*** Block opens ***

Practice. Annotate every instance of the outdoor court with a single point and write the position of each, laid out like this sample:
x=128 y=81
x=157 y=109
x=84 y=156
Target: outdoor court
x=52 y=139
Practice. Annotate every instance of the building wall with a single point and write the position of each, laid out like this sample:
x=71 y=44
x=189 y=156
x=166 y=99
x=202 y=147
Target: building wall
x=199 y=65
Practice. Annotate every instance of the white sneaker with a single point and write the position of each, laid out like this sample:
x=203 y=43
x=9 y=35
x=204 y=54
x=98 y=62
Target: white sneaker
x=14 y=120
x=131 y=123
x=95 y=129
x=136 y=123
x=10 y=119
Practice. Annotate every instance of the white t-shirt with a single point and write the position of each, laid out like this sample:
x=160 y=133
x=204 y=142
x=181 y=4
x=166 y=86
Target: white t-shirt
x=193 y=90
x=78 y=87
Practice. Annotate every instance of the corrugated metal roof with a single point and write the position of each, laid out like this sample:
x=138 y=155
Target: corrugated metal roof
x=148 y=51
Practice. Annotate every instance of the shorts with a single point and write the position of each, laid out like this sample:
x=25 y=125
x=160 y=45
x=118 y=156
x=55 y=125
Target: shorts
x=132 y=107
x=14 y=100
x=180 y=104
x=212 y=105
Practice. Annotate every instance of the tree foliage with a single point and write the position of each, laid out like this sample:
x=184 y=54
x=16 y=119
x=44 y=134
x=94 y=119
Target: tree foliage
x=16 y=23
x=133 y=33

*** Block closes ***

REQUIRED ACTION:
For every line in the entries above that contains "this", add one to a count, and give that number by itself.

YOUR SOLUTION:
7